| Work required |
All lines from the one containing "Category: white sneaker" through the end of the entries below should appear in the answer exactly, with no others.

| Dataset |
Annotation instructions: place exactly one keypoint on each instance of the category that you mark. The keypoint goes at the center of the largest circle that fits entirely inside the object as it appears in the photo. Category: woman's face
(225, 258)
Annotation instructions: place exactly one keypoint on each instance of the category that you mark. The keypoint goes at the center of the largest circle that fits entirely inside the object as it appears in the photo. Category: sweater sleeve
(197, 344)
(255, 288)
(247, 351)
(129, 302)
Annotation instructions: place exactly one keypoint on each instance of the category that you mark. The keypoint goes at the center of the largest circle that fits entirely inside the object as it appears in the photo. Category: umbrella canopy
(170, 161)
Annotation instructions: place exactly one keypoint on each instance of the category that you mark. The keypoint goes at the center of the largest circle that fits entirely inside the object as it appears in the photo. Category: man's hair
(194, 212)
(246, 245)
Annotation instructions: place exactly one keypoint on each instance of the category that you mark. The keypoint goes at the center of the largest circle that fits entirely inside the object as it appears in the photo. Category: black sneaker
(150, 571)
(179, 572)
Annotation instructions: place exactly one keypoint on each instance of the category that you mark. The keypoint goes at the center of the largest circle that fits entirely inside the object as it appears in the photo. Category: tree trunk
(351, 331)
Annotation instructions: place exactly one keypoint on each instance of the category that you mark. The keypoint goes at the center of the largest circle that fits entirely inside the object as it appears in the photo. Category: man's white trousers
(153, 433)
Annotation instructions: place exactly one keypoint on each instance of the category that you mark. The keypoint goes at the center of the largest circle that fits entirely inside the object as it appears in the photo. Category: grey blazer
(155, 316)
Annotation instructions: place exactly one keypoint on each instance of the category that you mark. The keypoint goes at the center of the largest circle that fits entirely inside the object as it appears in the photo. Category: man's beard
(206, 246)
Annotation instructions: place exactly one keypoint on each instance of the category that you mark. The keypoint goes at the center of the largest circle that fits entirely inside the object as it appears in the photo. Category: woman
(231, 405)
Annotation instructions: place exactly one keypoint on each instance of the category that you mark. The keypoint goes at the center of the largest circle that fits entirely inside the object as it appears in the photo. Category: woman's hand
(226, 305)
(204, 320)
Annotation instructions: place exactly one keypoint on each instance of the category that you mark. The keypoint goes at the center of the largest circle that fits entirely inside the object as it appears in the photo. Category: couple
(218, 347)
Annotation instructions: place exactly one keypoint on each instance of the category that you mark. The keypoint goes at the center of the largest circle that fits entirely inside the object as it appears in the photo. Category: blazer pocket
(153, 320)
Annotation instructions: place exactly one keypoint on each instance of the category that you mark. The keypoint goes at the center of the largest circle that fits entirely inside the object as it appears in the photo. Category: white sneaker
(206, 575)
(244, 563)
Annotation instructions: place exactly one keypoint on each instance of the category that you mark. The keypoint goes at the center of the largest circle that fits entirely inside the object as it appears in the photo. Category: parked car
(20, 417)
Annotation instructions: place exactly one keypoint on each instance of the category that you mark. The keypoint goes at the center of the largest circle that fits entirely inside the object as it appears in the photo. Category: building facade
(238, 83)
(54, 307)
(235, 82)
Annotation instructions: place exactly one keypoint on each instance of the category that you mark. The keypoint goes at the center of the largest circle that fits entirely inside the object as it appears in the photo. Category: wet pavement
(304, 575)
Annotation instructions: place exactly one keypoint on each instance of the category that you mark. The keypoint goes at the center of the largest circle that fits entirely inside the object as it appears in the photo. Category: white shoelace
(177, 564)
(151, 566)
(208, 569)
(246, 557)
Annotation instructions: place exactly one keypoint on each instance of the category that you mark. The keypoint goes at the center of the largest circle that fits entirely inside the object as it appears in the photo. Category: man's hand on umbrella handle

| Output of the task |
Annotation instructions: place exactly one keypoint on each instance of the category that you mark. The keypoint goes at the center of the largest circle that fits entirely inside the object as it appears in the photo. Category: white sneaker
(206, 575)
(244, 563)
Annotation instructions: place exactly one keypoint on each instance of the category that you mark. The keypoint goes at the center of the largest circle that fits entirely inside the object as it appears in the photo. Category: parked car
(20, 417)
Annotation instructions: place exactly one keypoint on each instance of the category that you mark. The keypoint goes at the center of the largest circle that fits entirely inside the object as it appears in the photo. Category: building facade
(238, 83)
(54, 307)
(235, 82)
Annotation instructions: place exactly one keypoint on each instance of the category that you mark. The keypoint goes at the center of the largest circle that fits entirely inside the object as it appears in the photo. Category: wet pavement
(304, 575)
Annotation instructions: place exactly one keypoint on each instance of the category that you mark. The keypoint goes at the center of the largest circle that fits entirely inside the object as it appears in the photo. Category: white shoelace
(177, 564)
(151, 566)
(208, 569)
(246, 557)
Annotation instructions: place exactly one keypoint on each instance of the category that you mark. The keypoint goes at the center of the largest circle that fits entirely inside the object as it appears in the photo. Category: man's hand on umbrella handle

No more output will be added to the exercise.